» What the task asks
At the line containing "Trace every instance of the man", begin an exact copy, and continue through the last line of the entries below. Leave out any pictures.

» Data to process
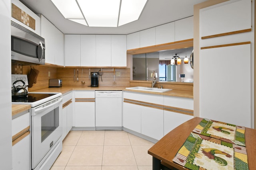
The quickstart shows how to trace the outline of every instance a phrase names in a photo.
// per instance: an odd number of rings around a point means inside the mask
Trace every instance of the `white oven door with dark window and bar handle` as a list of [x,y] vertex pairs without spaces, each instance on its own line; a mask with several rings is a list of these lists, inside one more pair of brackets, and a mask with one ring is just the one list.
[[32,169],[62,136],[62,97],[31,108]]

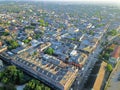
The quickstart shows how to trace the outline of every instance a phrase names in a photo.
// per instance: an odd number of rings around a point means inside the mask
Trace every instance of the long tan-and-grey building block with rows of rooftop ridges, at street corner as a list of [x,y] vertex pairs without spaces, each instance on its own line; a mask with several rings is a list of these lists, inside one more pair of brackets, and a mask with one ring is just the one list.
[[14,56],[11,62],[57,90],[69,90],[78,74],[75,67],[60,63],[62,61],[49,55],[40,59],[23,52]]

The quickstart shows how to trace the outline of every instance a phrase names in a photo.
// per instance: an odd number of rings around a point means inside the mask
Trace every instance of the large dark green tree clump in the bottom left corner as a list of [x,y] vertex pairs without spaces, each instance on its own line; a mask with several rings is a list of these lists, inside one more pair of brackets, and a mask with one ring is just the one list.
[[4,71],[0,72],[0,81],[3,83],[0,90],[17,90],[15,85],[23,83],[24,74],[15,66],[8,66]]

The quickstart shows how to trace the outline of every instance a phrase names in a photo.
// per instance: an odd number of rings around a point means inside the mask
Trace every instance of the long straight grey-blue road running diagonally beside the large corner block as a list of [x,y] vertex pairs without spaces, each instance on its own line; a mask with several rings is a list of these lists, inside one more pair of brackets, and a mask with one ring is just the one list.
[[[109,25],[110,23],[108,23],[104,28],[105,32],[103,33],[101,38],[102,42],[106,42],[105,34],[107,33]],[[71,90],[83,90],[84,84],[88,79],[88,76],[90,75],[95,63],[98,61],[97,57],[99,53],[103,50],[103,48],[104,47],[101,47],[101,43],[99,43],[93,53],[89,54],[88,61],[84,65],[84,70],[79,71],[79,75],[77,76]]]

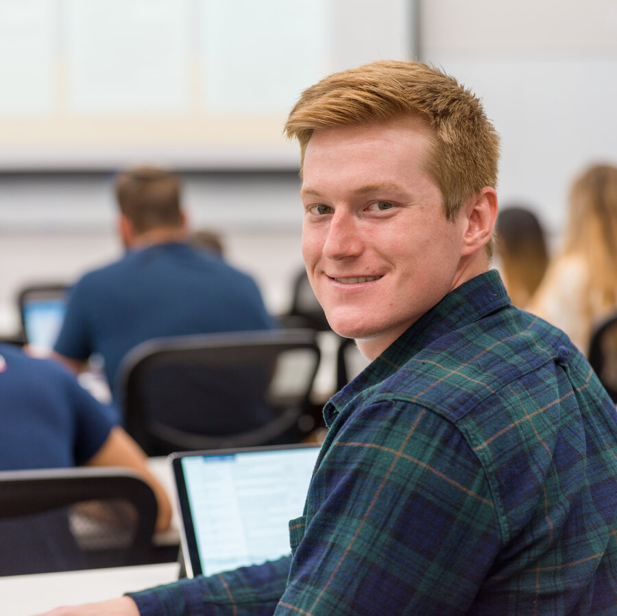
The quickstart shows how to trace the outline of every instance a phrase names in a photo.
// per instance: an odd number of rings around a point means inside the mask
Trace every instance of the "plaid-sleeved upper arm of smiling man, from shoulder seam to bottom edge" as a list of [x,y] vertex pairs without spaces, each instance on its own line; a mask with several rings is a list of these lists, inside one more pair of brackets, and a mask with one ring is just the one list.
[[412,403],[383,402],[330,431],[276,614],[467,613],[501,534],[457,428]]

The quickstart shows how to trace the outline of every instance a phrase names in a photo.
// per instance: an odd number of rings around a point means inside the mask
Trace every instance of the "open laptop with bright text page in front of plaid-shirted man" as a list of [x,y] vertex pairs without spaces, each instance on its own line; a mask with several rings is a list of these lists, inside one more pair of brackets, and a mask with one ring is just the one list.
[[317,454],[317,443],[171,454],[186,577],[289,554]]

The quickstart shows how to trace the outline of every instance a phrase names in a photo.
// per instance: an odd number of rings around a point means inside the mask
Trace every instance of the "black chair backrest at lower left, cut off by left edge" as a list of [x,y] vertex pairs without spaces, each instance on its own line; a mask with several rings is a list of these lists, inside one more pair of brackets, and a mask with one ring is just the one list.
[[126,469],[0,471],[0,575],[156,562],[157,510]]

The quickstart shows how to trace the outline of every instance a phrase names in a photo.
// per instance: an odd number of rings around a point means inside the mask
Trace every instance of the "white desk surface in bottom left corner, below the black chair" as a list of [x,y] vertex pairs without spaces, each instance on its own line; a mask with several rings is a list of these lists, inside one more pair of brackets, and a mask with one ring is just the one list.
[[63,571],[0,578],[1,612],[32,616],[60,605],[90,603],[120,597],[178,579],[178,563]]

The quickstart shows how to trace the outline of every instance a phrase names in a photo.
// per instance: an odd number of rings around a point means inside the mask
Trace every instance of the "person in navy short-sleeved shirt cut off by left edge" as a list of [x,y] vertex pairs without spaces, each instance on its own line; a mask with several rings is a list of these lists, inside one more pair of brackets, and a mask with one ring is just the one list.
[[[0,343],[0,420],[0,471],[78,465],[132,470],[154,491],[156,530],[169,528],[169,497],[149,471],[144,452],[114,424],[108,408],[57,362],[33,358],[19,347]],[[49,532],[47,514],[26,522],[0,521],[0,575],[29,573],[43,565],[49,570],[63,568],[71,543],[66,519],[63,524],[62,512],[58,515],[53,519],[59,526],[54,528],[66,530],[64,537]],[[19,547],[24,534],[32,552]]]

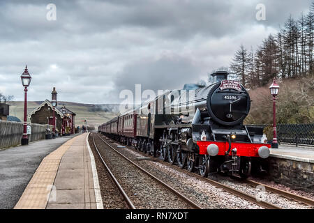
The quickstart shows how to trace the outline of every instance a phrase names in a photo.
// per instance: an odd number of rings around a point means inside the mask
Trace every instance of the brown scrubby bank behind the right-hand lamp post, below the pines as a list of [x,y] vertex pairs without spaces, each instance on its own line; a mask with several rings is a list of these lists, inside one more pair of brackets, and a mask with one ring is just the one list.
[[[249,90],[251,110],[246,124],[272,124],[273,102],[269,92],[269,83],[257,89]],[[281,87],[276,101],[277,123],[313,123],[314,122],[314,76],[296,79],[278,79]]]

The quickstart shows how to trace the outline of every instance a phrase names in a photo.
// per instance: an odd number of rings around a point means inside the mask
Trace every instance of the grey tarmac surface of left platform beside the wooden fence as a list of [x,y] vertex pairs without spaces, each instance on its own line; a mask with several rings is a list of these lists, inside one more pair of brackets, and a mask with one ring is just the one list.
[[[0,209],[14,208],[22,196],[29,180],[43,158],[59,148],[74,135],[58,137],[57,139],[33,141],[27,146],[15,146],[0,151]],[[44,169],[56,170],[56,162],[50,160]],[[45,178],[39,183],[33,183],[31,187],[41,187]]]

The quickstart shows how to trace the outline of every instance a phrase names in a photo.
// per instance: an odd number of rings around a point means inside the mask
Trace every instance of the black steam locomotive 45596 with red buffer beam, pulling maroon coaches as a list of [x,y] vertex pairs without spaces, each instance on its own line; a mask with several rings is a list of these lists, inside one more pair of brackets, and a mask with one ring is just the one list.
[[263,128],[243,124],[251,99],[227,75],[215,72],[209,86],[167,91],[100,125],[98,132],[188,171],[198,169],[204,177],[219,172],[247,178],[252,169],[262,171],[270,144]]

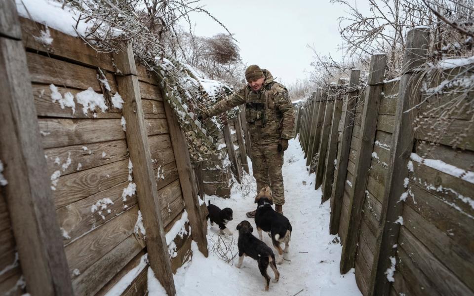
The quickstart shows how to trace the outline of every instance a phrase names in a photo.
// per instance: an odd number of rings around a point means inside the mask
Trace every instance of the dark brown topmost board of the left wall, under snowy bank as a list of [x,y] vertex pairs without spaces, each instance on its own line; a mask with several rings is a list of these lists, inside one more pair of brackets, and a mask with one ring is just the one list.
[[73,37],[52,28],[48,28],[52,43],[45,46],[39,38],[45,26],[26,18],[20,18],[23,33],[23,44],[26,48],[40,52],[48,52],[52,56],[75,61],[90,67],[100,67],[109,72],[115,72],[112,55],[98,53],[88,46],[81,38]]

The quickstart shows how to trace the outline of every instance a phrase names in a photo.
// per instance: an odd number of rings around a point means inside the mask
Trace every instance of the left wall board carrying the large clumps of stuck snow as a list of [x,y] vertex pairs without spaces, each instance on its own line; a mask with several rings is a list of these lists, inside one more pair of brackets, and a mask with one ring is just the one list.
[[[51,99],[51,88],[49,85],[45,84],[36,84],[32,85],[33,88],[33,96],[35,97],[35,107],[38,116],[42,117],[62,117],[62,118],[97,118],[97,119],[104,119],[104,118],[118,118],[120,119],[122,114],[121,110],[110,107],[107,111],[102,112],[99,107],[96,107],[94,111],[87,111],[84,113],[83,106],[77,103],[77,99],[75,99],[75,111],[73,112],[72,108],[64,107],[61,108],[59,102],[53,102]],[[64,88],[62,86],[56,85],[58,92],[63,96],[66,93],[71,93],[74,97],[82,90],[72,89],[72,88]]]

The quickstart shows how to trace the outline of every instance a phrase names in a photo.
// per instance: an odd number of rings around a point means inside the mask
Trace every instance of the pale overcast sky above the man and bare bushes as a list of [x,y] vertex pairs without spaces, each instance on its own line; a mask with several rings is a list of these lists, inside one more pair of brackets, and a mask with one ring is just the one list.
[[[336,59],[342,44],[338,17],[344,13],[329,0],[200,0],[204,9],[235,34],[247,65],[270,70],[278,81],[291,84],[311,69],[313,52]],[[225,30],[203,13],[191,14],[197,36],[210,37]]]

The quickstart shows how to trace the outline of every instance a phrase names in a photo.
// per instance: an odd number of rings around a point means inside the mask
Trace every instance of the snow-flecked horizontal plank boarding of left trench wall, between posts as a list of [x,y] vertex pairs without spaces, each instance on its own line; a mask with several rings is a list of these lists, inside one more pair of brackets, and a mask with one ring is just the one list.
[[[77,101],[73,111],[52,100],[57,92],[63,97],[76,96],[88,89],[106,98],[113,96],[118,89],[116,69],[111,55],[97,54],[79,38],[49,29],[53,43],[45,47],[34,38],[44,30],[42,25],[27,19],[21,19],[21,25],[41,146],[73,289],[75,295],[102,295],[146,253],[143,235],[134,231],[139,212],[137,196],[122,194],[134,180],[121,110],[109,106],[106,111],[85,113]],[[99,81],[100,71],[107,78],[107,86]],[[185,210],[178,169],[160,89],[144,68],[139,68],[138,77],[160,215],[164,229],[169,230]],[[3,270],[15,260],[15,244],[1,195],[0,234]],[[189,259],[191,239],[190,235],[175,239],[173,271]],[[2,273],[0,290],[8,291],[20,276],[16,265]],[[146,273],[132,285],[145,291]]]

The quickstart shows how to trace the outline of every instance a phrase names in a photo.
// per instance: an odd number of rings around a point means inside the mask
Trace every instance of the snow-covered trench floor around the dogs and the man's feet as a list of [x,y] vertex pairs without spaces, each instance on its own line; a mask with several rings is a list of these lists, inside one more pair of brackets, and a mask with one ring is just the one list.
[[[305,163],[298,141],[291,140],[283,166],[286,198],[283,212],[290,220],[293,232],[290,251],[284,255],[284,263],[277,265],[280,280],[270,282],[268,295],[361,295],[354,269],[345,275],[339,274],[342,247],[333,242],[337,236],[329,234],[329,202],[321,205],[321,191],[314,189],[315,175],[308,175]],[[228,224],[234,235],[220,236],[217,225],[208,226],[209,257],[199,253],[193,242],[193,259],[174,276],[177,295],[266,295],[262,292],[265,285],[257,261],[246,257],[240,269],[236,267],[237,224],[248,220],[255,228],[253,219],[245,216],[247,211],[255,209],[255,180],[246,175],[243,184],[243,188],[235,186],[230,199],[206,196],[206,203],[210,199],[220,208],[234,210],[234,220]],[[254,235],[258,237],[256,230]],[[266,234],[264,241],[272,246]],[[224,243],[231,247],[227,250]],[[224,255],[219,255],[219,250]],[[233,256],[229,263],[222,259]],[[274,277],[270,268],[268,274]]]

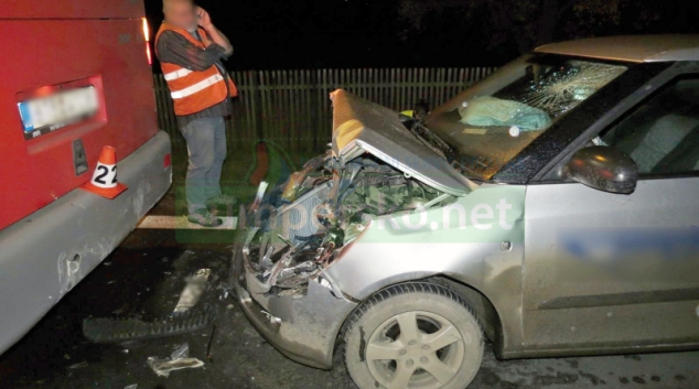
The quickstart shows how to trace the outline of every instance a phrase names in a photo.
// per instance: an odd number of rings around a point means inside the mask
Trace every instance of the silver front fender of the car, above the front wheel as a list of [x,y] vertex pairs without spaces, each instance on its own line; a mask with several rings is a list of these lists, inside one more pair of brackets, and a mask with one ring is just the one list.
[[[494,215],[497,223],[487,229],[476,228],[473,209],[501,198],[512,206],[505,217]],[[422,228],[389,228],[405,225],[405,215],[379,218],[345,248],[326,273],[343,293],[358,301],[395,283],[449,277],[490,299],[503,318],[499,346],[517,347],[521,343],[524,201],[525,186],[486,184],[455,203],[424,212]],[[465,223],[456,209],[465,210]],[[501,220],[512,228],[497,228]],[[433,223],[438,223],[437,228]],[[503,244],[510,246],[504,249]]]

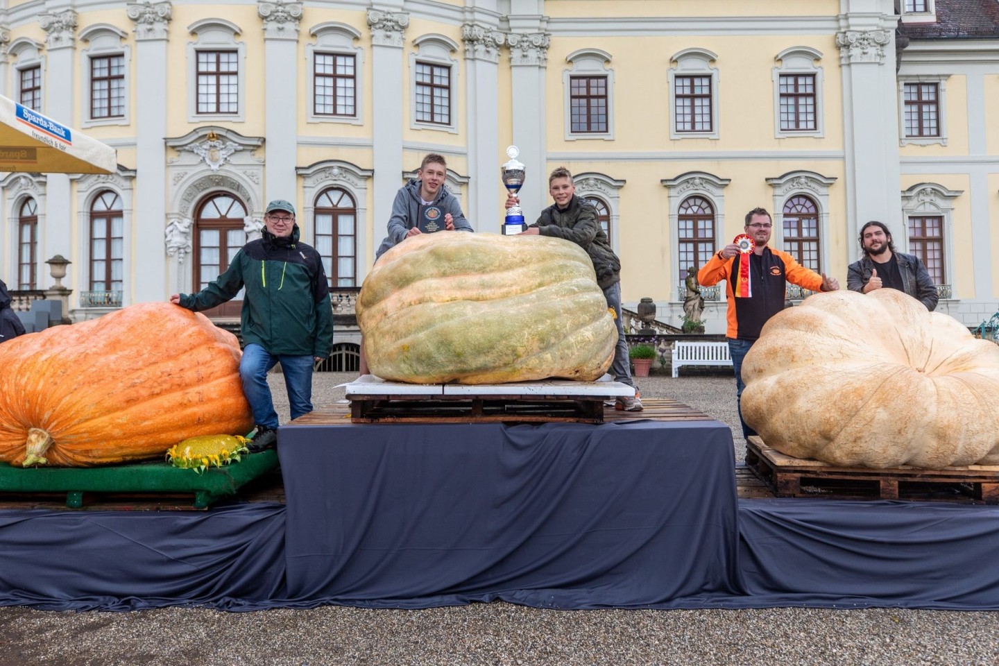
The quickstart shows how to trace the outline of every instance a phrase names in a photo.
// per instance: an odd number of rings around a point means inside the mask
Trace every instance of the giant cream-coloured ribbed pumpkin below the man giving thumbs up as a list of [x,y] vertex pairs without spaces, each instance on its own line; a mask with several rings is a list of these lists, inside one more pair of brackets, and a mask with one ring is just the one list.
[[999,345],[902,292],[818,294],[763,327],[742,416],[788,455],[840,466],[999,464]]

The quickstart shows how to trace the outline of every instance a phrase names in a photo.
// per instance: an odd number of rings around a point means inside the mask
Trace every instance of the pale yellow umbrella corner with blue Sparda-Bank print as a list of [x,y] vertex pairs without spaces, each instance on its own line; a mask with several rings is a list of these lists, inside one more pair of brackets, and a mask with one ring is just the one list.
[[115,149],[0,96],[0,172],[110,174]]

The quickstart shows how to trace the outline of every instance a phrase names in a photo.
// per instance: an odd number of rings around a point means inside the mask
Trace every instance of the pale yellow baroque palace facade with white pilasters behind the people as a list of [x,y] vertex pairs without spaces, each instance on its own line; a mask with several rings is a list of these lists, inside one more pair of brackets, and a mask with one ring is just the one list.
[[[349,302],[426,153],[497,233],[510,144],[526,217],[566,166],[621,258],[625,307],[651,297],[674,326],[687,268],[757,206],[774,246],[844,287],[879,220],[929,268],[940,312],[976,326],[997,309],[997,0],[0,7],[0,94],[118,151],[109,176],[0,180],[0,277],[42,290],[46,260],[69,259],[74,320],[197,291],[272,199],[296,204]],[[705,296],[722,332],[724,296]]]

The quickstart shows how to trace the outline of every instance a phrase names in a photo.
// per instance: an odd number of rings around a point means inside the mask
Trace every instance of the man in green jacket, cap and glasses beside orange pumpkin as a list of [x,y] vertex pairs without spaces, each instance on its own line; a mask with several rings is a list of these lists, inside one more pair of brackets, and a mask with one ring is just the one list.
[[281,363],[292,418],[298,418],[313,408],[313,362],[329,356],[333,345],[333,308],[323,259],[299,242],[295,207],[280,199],[271,202],[264,227],[263,238],[243,246],[229,269],[201,292],[170,297],[170,303],[197,313],[246,289],[240,377],[257,422],[251,452],[277,443],[278,414],[268,370]]

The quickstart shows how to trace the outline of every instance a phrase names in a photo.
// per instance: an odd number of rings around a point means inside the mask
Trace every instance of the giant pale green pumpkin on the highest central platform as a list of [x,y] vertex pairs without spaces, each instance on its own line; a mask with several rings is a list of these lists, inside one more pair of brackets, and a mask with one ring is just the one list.
[[376,263],[357,313],[371,371],[397,381],[593,380],[617,343],[589,256],[543,236],[409,238]]

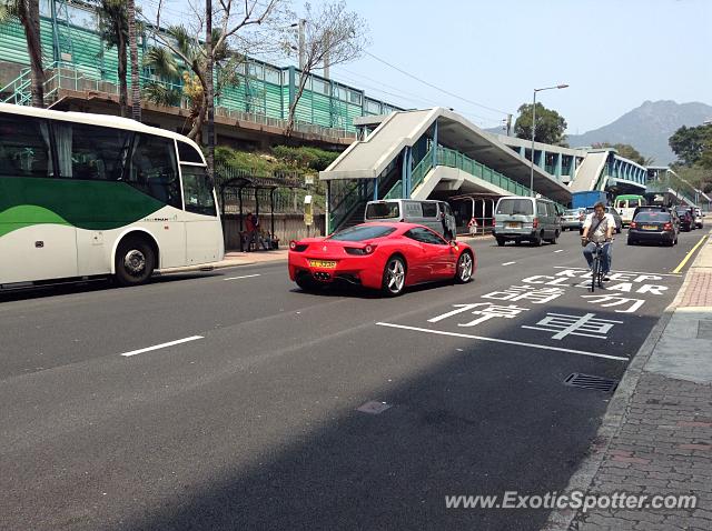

» Solution to this problem
Trace every instance of the man in green jacket, cap and glasses beside orange pumpkin as a list of [x,y] vertex pairs without spaces, each instance on its own line; a mask with several rings is a list of these lists, inside one more pair of brackets, and a mask with one ring is just the one list.
[[281,363],[292,418],[298,418],[313,408],[313,362],[329,356],[333,345],[333,308],[323,259],[299,242],[295,207],[280,199],[271,202],[264,227],[263,238],[243,246],[229,269],[201,292],[170,297],[170,303],[197,313],[246,289],[240,377],[257,422],[251,452],[277,443],[278,414],[268,370]]

The quickstart shows how to trace the outline of every instance a phrase names in a photo.
// per instance: an odd number of rings around a point means inside the mask
Trace every instance of the giant pale green pumpkin on the highest central platform as a list of [x,y] vertex pairs without spaces, each instance on its own line; a mask with several rings is a list of these lists, inside one more pair of brackets, and a mask with one ring is just the one list.
[[376,263],[357,313],[371,371],[397,381],[593,380],[617,343],[589,256],[543,236],[409,238]]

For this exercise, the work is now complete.